BEGIN EXERCISE MATERIALS

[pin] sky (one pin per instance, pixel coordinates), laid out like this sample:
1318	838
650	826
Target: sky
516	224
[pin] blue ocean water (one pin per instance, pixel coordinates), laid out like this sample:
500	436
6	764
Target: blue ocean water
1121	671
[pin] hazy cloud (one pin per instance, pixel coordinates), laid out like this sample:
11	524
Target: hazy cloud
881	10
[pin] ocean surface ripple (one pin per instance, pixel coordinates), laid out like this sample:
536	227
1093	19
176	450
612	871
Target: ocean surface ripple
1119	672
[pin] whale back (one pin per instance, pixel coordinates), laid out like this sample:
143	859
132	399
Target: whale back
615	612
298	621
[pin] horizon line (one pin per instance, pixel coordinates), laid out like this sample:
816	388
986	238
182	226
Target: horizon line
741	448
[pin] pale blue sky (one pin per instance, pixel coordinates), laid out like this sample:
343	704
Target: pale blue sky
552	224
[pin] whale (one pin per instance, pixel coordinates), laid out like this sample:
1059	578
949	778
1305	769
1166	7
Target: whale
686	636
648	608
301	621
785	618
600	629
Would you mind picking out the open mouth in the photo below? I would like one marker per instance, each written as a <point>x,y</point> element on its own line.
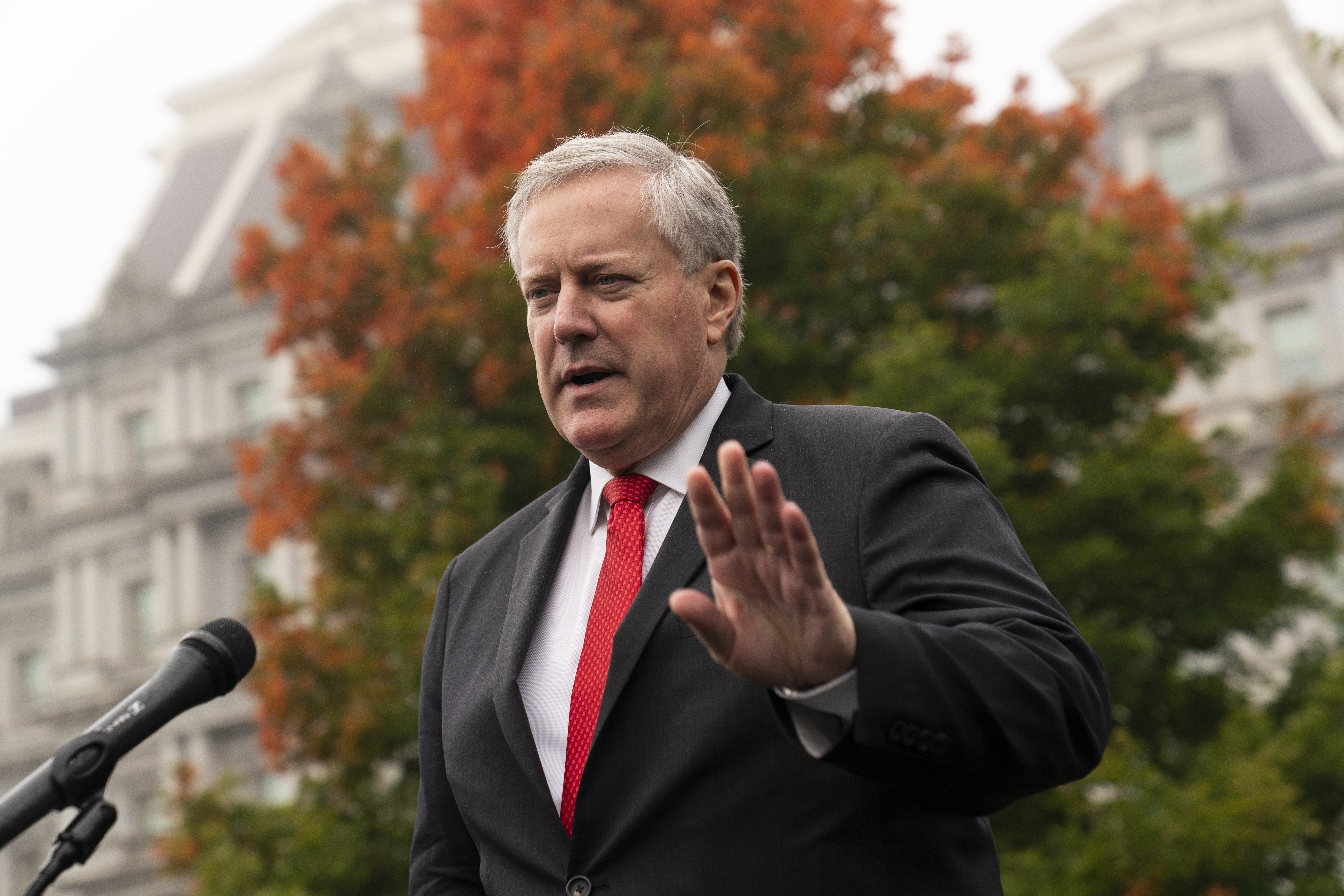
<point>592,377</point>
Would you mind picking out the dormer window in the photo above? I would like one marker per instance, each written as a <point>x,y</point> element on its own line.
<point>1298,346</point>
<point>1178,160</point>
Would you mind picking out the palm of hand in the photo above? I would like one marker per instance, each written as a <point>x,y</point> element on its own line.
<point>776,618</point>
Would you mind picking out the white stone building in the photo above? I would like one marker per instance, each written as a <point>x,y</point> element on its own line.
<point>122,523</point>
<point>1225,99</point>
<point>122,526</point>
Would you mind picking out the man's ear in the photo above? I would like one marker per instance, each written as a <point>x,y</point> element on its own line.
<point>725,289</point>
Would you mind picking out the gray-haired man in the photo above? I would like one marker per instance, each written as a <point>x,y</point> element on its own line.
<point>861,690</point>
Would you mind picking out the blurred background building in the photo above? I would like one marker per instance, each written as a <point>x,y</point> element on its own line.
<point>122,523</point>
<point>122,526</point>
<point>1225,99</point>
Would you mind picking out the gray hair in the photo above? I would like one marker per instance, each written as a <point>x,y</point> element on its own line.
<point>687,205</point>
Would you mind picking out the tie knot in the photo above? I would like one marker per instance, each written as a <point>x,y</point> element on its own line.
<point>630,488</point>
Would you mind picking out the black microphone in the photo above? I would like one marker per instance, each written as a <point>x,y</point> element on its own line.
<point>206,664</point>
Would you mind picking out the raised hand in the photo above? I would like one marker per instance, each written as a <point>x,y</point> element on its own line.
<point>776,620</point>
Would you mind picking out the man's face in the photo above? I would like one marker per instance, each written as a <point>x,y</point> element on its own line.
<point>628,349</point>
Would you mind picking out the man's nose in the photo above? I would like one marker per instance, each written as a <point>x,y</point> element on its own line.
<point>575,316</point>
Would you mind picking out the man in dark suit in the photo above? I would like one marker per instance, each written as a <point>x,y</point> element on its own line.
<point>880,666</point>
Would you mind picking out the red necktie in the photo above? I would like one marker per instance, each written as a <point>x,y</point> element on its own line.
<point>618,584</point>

END EXERCISE MATERIALS
BEGIN EXERCISE MATERIALS

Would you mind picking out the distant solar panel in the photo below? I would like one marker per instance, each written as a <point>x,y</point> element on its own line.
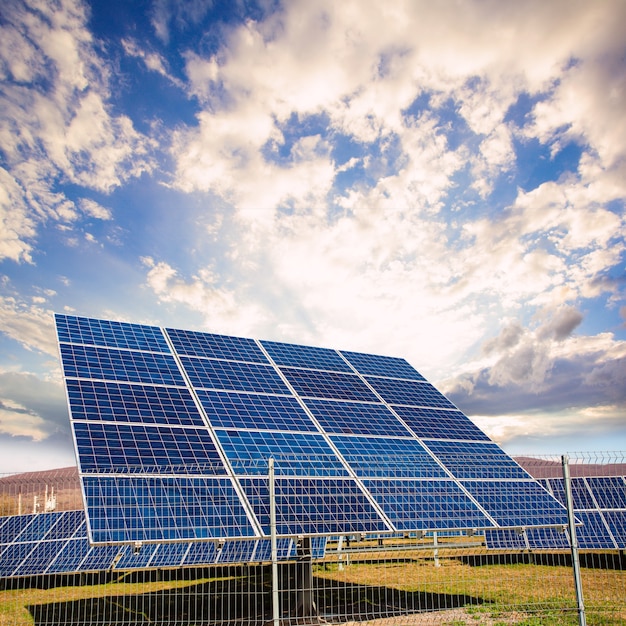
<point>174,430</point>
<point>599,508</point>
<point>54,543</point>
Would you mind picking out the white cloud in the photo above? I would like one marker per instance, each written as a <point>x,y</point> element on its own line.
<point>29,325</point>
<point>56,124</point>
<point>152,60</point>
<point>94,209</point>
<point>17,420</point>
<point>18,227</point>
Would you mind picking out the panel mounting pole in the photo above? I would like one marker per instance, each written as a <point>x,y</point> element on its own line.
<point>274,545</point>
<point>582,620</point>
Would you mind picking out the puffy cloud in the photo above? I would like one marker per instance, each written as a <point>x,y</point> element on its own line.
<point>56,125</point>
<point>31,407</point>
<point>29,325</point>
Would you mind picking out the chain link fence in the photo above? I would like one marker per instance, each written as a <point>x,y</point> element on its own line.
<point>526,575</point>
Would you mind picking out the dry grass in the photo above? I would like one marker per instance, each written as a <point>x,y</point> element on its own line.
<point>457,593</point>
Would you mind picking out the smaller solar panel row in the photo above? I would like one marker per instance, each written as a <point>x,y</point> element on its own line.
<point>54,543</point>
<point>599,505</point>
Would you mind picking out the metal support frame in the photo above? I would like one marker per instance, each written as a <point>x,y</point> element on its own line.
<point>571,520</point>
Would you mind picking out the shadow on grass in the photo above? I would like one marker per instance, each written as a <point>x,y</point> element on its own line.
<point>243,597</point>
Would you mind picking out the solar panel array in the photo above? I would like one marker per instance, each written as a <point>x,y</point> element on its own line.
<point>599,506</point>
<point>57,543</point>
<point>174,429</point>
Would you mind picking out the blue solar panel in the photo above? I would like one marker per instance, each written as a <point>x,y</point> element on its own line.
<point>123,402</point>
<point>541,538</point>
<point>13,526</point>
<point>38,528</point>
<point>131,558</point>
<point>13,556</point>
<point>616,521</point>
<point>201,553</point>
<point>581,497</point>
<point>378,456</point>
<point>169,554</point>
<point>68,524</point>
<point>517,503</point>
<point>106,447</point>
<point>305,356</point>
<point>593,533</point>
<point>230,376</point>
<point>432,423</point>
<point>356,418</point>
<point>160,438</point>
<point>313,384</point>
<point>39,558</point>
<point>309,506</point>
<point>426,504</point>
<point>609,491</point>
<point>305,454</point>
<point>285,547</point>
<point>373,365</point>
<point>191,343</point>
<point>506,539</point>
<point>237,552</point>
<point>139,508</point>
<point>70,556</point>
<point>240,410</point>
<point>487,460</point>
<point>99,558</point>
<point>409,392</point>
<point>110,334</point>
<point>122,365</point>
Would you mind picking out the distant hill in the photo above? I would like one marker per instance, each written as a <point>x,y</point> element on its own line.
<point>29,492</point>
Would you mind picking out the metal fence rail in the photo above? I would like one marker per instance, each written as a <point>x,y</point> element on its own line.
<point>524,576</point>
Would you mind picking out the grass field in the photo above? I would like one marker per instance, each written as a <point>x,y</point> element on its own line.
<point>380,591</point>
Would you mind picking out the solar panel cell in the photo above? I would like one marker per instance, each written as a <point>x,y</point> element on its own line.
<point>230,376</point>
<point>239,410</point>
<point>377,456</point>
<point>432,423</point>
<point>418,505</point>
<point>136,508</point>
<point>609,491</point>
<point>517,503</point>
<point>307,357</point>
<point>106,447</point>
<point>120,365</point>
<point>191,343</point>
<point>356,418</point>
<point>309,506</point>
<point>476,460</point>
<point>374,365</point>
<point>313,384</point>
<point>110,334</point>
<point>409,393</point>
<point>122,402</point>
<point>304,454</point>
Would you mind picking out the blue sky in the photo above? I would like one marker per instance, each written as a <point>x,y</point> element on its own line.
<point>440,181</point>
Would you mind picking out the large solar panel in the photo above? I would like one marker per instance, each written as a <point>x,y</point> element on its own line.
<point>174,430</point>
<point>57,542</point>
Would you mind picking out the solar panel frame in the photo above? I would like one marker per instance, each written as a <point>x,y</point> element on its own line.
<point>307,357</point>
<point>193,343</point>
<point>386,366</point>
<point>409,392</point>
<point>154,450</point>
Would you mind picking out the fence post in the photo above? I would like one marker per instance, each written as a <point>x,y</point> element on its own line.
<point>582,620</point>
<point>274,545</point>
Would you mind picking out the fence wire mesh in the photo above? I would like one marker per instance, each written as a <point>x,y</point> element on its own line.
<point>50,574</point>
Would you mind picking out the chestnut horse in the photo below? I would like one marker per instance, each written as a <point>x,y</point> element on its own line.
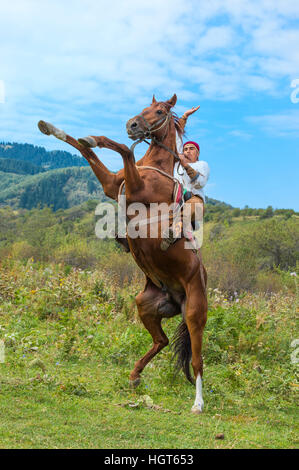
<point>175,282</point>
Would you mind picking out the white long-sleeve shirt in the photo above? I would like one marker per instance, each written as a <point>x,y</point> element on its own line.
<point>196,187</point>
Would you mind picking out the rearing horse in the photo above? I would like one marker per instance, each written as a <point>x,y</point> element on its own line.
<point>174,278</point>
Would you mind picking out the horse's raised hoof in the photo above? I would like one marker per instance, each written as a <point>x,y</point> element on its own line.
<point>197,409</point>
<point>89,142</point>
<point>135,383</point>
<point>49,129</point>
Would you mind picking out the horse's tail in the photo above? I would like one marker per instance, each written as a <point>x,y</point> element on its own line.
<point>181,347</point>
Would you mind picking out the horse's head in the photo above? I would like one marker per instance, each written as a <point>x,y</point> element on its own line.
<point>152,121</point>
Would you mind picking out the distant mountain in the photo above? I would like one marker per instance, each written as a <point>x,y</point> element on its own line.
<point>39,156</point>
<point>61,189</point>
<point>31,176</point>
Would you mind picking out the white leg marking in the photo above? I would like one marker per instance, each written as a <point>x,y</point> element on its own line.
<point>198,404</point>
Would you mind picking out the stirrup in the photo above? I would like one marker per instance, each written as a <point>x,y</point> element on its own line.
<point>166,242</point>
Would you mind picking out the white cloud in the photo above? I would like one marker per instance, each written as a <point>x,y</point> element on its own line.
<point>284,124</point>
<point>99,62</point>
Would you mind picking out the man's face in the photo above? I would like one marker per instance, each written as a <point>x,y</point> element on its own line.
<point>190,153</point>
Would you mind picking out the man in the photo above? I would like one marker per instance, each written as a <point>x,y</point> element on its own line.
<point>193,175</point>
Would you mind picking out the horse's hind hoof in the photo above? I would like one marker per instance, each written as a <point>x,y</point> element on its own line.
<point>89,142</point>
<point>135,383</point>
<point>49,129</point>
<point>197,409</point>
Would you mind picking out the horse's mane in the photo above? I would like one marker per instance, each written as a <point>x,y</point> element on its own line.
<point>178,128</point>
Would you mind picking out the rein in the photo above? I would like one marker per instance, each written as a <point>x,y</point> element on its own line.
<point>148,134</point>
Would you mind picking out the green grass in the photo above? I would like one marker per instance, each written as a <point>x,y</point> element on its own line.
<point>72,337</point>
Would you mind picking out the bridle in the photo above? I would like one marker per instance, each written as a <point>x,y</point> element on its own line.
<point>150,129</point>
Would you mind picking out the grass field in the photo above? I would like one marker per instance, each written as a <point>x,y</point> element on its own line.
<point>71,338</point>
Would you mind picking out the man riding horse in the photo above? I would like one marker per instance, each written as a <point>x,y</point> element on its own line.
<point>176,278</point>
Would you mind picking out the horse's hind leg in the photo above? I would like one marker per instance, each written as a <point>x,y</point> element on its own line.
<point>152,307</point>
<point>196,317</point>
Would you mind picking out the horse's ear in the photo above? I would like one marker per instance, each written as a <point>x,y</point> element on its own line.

END EXERCISE MATERIALS

EXERCISE BRIEF:
For every line of the entries holding the string "this", add one to a tally; give the final figure only.

TASK OUTPUT:
8